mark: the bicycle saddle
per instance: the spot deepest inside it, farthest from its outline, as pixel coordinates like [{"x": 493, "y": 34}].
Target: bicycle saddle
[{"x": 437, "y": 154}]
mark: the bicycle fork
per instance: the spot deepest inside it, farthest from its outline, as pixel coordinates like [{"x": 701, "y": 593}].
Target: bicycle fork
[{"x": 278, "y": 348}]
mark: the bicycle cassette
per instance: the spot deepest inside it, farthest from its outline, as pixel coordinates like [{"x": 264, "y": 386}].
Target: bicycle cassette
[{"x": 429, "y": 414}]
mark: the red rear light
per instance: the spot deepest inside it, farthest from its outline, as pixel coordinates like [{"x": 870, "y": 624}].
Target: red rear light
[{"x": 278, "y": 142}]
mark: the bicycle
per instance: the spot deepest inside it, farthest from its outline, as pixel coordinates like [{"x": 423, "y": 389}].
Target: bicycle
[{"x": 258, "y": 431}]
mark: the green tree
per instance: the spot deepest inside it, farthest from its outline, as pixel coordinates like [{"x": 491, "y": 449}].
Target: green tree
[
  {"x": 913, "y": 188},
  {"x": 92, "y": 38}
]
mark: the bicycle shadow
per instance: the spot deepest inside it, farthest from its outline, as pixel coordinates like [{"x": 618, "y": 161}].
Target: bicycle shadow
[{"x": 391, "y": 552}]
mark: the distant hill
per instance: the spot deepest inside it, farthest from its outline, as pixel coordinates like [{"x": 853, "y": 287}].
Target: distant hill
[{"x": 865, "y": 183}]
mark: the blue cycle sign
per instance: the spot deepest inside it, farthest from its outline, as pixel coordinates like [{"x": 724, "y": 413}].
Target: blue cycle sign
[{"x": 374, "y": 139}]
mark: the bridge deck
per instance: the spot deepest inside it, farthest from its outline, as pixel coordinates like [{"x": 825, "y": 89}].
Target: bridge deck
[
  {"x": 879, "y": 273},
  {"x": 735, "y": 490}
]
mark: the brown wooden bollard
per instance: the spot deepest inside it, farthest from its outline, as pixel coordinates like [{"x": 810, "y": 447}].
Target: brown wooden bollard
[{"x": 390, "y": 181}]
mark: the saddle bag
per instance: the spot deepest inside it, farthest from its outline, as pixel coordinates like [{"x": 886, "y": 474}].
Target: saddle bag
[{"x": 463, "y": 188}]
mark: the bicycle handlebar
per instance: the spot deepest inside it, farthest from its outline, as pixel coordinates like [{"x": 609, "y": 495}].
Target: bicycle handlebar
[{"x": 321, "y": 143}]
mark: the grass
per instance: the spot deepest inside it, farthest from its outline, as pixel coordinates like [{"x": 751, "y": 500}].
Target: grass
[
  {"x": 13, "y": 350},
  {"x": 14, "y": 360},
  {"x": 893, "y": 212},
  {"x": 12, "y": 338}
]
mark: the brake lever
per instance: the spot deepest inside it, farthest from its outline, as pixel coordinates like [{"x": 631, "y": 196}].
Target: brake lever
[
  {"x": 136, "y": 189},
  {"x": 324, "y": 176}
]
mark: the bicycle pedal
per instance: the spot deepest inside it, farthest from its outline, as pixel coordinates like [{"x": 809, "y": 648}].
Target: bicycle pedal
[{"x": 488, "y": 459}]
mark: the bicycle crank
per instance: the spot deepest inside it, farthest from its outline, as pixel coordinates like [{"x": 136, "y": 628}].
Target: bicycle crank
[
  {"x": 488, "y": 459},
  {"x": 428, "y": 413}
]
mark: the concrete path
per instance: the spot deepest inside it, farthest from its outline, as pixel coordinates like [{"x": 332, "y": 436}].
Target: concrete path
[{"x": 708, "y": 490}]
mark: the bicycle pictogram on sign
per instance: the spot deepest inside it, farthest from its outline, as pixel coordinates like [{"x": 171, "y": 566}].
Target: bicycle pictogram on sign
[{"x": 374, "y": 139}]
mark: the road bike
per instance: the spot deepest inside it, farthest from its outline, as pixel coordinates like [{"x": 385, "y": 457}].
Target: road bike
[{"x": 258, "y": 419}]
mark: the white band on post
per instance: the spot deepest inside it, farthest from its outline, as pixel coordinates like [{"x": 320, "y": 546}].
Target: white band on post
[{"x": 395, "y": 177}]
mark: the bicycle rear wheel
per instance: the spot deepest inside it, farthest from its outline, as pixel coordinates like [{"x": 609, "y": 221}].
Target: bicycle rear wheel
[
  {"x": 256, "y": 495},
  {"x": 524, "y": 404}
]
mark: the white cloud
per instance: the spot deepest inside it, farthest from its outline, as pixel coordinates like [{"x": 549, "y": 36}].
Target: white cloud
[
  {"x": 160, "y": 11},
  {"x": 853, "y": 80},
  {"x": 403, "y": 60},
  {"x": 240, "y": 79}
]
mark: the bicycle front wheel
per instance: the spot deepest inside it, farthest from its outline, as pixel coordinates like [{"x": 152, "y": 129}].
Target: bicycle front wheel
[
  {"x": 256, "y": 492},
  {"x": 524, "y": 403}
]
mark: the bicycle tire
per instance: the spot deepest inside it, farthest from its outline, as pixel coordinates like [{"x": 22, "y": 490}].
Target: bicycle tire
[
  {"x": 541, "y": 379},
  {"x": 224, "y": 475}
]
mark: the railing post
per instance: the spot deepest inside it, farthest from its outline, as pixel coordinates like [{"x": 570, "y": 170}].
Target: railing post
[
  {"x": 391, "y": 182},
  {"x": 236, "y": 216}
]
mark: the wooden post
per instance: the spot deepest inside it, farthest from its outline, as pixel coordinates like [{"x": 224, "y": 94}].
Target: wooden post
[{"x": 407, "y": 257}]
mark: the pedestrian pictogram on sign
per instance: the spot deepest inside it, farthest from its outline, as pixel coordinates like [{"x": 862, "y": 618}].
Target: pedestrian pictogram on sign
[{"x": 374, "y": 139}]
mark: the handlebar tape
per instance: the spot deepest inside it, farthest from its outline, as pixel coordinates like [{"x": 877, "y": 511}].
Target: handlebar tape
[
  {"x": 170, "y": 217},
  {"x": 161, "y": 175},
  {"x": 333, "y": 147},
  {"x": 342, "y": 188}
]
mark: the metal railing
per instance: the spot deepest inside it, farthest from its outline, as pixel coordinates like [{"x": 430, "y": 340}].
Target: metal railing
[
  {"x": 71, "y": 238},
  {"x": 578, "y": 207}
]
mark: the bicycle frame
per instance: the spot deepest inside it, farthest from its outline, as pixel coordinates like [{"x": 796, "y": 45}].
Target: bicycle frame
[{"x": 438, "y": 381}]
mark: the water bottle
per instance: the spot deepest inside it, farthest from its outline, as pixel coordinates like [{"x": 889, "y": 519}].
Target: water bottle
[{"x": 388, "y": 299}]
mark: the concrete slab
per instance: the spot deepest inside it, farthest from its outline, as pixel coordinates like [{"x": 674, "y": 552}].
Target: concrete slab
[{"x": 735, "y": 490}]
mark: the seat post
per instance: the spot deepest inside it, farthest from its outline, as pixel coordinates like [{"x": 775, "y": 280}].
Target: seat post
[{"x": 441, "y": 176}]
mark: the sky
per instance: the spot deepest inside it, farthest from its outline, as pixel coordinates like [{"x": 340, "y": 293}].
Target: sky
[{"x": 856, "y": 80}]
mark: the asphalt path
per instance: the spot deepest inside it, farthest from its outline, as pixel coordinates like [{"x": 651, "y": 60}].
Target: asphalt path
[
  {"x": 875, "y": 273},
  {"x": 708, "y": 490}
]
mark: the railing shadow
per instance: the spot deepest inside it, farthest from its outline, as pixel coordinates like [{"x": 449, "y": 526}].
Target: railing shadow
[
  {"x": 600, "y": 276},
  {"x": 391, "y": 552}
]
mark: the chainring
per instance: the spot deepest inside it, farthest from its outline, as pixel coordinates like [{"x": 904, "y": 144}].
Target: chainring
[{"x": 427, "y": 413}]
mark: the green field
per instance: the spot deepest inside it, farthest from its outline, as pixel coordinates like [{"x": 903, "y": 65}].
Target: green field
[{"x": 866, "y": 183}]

——

● **WORK TASK**:
Return only the stretch of the material above from the line holding "Target: wooden post" through the line holding "mark: the asphalt path", copied exactly.

● **SOLUTION FOR THIS PROBLEM**:
Target: wooden post
[{"x": 407, "y": 257}]
mark: the pedestrian pictogram on sign
per instance: the spot deepest inside it, farthest from its outline, as pixel coordinates like [{"x": 862, "y": 618}].
Target: pedestrian pictogram on sign
[{"x": 374, "y": 139}]
mark: the handlebar tape
per instance: the spot deepest inside it, farthest from its outline, as pixel coordinates like [{"x": 877, "y": 511}].
Target: handlebar tape
[
  {"x": 170, "y": 217},
  {"x": 161, "y": 175},
  {"x": 333, "y": 147},
  {"x": 342, "y": 188}
]
mark: the metal railing
per instance: the spot deepest inside it, farthest from its outline, as pixel coordinates like [{"x": 430, "y": 340}].
Target: metal railing
[
  {"x": 71, "y": 238},
  {"x": 578, "y": 207}
]
mark: the bicycle frame
per instance: the spot deepest inside it, farthest from its outline, as pixel coordinates like [{"x": 796, "y": 45}].
Target: bicycle frame
[{"x": 438, "y": 381}]
mark: the water bottle
per instance: the spot deepest inside it, farthest from its outline, as pixel coordinates like [{"x": 889, "y": 519}].
Target: water bottle
[{"x": 388, "y": 299}]
mark: the concrete slab
per instance: the spot deepest inside it, farthest from its outline, as pixel coordinates like [{"x": 674, "y": 552}].
Target: concrete slab
[{"x": 735, "y": 490}]
mark: the seat post
per instance: the spot deepest inside it, farthest from its outline, as pixel coordinates like [{"x": 775, "y": 280}].
Target: seat post
[{"x": 441, "y": 176}]
mark: the sky
per instance: the spot deepest inside it, farthest from its outline, as pixel coordinates like [{"x": 340, "y": 293}].
Target: sky
[{"x": 856, "y": 80}]
mark: the asphalt path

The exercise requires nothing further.